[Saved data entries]
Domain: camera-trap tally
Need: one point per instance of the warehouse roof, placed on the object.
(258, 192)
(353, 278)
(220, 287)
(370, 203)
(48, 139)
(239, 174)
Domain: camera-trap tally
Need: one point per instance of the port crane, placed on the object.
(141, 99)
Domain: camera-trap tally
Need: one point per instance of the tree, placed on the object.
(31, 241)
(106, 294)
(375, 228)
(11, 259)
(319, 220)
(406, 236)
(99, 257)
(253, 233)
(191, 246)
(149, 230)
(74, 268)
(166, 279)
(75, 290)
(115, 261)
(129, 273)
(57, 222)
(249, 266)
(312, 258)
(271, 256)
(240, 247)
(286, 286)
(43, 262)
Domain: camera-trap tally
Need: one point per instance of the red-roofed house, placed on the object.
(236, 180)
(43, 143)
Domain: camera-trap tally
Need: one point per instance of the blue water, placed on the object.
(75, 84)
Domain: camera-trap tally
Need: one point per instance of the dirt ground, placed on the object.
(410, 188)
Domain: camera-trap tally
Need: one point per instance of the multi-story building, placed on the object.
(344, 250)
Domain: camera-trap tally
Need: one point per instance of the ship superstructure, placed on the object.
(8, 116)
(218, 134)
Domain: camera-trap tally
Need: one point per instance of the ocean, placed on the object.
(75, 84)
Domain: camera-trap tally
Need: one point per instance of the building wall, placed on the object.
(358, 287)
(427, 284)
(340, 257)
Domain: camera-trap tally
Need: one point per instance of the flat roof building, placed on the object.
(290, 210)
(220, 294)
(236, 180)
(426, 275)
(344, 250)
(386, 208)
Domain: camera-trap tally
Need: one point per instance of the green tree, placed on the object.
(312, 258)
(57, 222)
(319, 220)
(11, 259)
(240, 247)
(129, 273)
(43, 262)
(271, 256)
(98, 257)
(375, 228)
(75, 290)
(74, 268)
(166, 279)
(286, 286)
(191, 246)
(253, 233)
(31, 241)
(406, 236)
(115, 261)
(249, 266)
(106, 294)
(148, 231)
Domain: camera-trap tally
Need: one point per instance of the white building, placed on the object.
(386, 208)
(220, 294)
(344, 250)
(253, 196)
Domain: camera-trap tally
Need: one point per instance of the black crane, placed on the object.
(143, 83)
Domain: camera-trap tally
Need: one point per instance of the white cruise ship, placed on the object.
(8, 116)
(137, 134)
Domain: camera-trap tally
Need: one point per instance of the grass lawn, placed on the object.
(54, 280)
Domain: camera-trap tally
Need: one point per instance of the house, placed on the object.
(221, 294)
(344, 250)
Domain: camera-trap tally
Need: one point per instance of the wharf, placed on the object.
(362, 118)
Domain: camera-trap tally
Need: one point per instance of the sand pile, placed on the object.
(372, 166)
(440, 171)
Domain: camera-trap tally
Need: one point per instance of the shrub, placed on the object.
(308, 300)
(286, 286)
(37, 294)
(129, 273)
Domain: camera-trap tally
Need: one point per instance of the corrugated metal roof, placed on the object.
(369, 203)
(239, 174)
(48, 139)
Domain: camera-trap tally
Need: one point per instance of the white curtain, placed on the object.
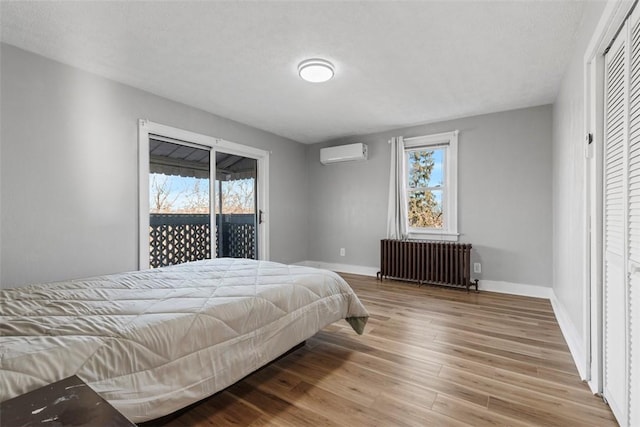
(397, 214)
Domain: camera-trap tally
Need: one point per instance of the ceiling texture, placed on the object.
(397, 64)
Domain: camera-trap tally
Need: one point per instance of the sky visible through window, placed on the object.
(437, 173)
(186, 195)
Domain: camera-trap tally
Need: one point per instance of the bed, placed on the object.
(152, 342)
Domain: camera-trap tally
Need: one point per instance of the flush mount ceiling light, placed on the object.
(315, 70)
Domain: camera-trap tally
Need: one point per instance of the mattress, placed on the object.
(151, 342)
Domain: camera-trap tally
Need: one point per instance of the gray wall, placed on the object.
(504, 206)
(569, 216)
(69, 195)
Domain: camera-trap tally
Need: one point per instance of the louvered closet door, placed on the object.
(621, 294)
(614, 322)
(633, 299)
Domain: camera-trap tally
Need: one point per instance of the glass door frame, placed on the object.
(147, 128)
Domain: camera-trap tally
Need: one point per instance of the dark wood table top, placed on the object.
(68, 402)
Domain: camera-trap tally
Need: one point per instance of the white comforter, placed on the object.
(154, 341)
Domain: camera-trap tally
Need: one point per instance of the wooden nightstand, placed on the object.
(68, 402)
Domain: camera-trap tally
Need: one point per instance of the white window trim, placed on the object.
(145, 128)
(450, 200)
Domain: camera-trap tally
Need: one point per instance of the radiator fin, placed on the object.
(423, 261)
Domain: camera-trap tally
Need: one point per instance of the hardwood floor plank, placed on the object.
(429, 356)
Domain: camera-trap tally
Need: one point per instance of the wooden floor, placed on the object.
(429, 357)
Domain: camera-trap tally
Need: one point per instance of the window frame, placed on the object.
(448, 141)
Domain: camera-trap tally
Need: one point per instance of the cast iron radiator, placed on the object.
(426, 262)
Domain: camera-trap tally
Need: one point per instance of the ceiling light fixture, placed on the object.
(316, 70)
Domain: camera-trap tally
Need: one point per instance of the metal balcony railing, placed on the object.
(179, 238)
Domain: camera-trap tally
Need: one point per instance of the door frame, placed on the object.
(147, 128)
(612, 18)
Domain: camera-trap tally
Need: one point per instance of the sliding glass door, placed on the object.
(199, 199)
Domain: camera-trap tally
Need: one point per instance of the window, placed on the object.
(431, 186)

---

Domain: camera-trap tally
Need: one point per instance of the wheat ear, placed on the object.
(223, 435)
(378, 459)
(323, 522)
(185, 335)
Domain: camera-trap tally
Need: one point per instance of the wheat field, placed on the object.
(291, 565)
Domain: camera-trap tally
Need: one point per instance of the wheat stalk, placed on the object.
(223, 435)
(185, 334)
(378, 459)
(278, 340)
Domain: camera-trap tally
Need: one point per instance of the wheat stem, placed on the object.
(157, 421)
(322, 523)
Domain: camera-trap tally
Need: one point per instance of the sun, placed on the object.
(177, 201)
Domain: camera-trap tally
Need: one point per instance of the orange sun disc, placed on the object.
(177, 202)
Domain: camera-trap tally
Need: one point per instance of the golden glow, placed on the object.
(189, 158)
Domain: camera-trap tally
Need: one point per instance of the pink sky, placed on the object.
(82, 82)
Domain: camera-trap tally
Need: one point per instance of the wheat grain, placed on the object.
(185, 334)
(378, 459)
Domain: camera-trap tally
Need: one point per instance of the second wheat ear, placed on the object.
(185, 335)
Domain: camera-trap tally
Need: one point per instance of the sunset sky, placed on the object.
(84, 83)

Given task
List every line in the entries above that contains the word "building", treating uppercase and lowercase as different.

Exercise output
Need: one point per instance of the multi-story building, placed on the object.
Need: one point per instance of the building wall, placed on the object.
Need: one point per instance of the flat roof building, placed on the object.
Need: one point per instance of the white building, placed on the object.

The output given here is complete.